- _TASK_: Find the line containing "Pick out every instance of the license". Reproduce it and every line after it up to the end of the records, exactly as written.

- _EXCERPTED DATA_:
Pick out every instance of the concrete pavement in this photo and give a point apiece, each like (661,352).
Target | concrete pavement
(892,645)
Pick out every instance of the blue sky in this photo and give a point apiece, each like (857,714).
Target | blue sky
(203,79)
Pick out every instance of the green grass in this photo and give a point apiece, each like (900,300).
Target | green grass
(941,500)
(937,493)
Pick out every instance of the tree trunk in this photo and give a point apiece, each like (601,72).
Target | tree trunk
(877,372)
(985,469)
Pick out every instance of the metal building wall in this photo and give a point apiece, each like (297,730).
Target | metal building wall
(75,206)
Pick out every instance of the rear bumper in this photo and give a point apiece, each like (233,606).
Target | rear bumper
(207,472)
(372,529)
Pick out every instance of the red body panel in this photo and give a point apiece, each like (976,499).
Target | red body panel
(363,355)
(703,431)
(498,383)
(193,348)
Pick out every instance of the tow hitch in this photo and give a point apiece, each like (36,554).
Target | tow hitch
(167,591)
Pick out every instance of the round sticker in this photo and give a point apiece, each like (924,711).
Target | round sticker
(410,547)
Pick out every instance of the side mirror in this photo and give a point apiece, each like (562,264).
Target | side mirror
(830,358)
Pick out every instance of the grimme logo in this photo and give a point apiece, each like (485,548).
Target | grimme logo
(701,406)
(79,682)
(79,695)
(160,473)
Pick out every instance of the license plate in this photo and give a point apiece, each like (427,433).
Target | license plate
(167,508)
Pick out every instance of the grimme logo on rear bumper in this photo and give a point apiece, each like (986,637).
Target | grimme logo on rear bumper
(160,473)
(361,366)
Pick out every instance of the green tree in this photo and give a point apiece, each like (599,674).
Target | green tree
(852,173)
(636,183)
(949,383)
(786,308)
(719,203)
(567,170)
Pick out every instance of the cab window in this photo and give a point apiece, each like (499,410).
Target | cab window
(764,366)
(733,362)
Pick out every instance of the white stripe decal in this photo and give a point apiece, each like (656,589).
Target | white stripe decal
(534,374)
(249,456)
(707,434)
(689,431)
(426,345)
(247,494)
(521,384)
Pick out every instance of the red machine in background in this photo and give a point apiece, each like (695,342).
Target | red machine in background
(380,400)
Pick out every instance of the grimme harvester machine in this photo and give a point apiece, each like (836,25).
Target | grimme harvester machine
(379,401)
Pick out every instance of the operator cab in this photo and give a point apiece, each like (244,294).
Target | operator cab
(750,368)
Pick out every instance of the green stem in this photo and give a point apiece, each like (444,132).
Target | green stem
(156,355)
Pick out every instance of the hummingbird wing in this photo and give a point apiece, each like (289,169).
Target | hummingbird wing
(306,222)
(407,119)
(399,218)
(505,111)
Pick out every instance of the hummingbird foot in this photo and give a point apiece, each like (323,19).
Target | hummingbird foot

- _SOLUTION_:
Pick out every instance of the license plate in this photo and give a point apiece, each like (427,433).
Target | license plate
(167,508)
Pick out every instance of the grimme logo on rear bumper in this photo and give a point apiece, each like (986,637).
Target | grimme logo on rear bumper
(160,473)
(361,366)
Pick out every instance of the green tree in this photo and give a point apiece, each like (599,674).
Target | green tree
(852,173)
(636,183)
(949,383)
(786,308)
(719,203)
(567,170)
Pick out every instance of the cab window in this photo and give a point apiece, each like (499,410).
Target | cab window
(764,366)
(733,362)
Pick out every instance of the white stripe decal in this photo and give a point apiece, each like (656,589).
Target | white stripe decal
(534,374)
(249,456)
(707,434)
(689,431)
(426,345)
(247,494)
(521,384)
Pick out every instance of the red machine in background in this photo and give a point apiece, each like (695,342).
Target | red machine in background
(380,400)
Pick out every instance of the grimme harvester machine in this photo and give a point apiece, each like (836,25).
Target | grimme harvester machine
(379,401)
Pick out every instance of the operator cab in this photo and give a point apiece, each like (244,294).
Target | operator cab
(750,368)
Pick out every instance of the green stem in this photo and give a point apiece, each like (444,132).
Target | green stem
(156,355)
Pick out every instance of the hummingbird wing in this photo and give a point apiece, each like (289,169).
Target | hummingbird wing
(306,222)
(407,119)
(399,218)
(505,111)
Pick out every instance of the hummingbird foot in this photo and give a point apiece, each like (323,19).
Target | hummingbird foot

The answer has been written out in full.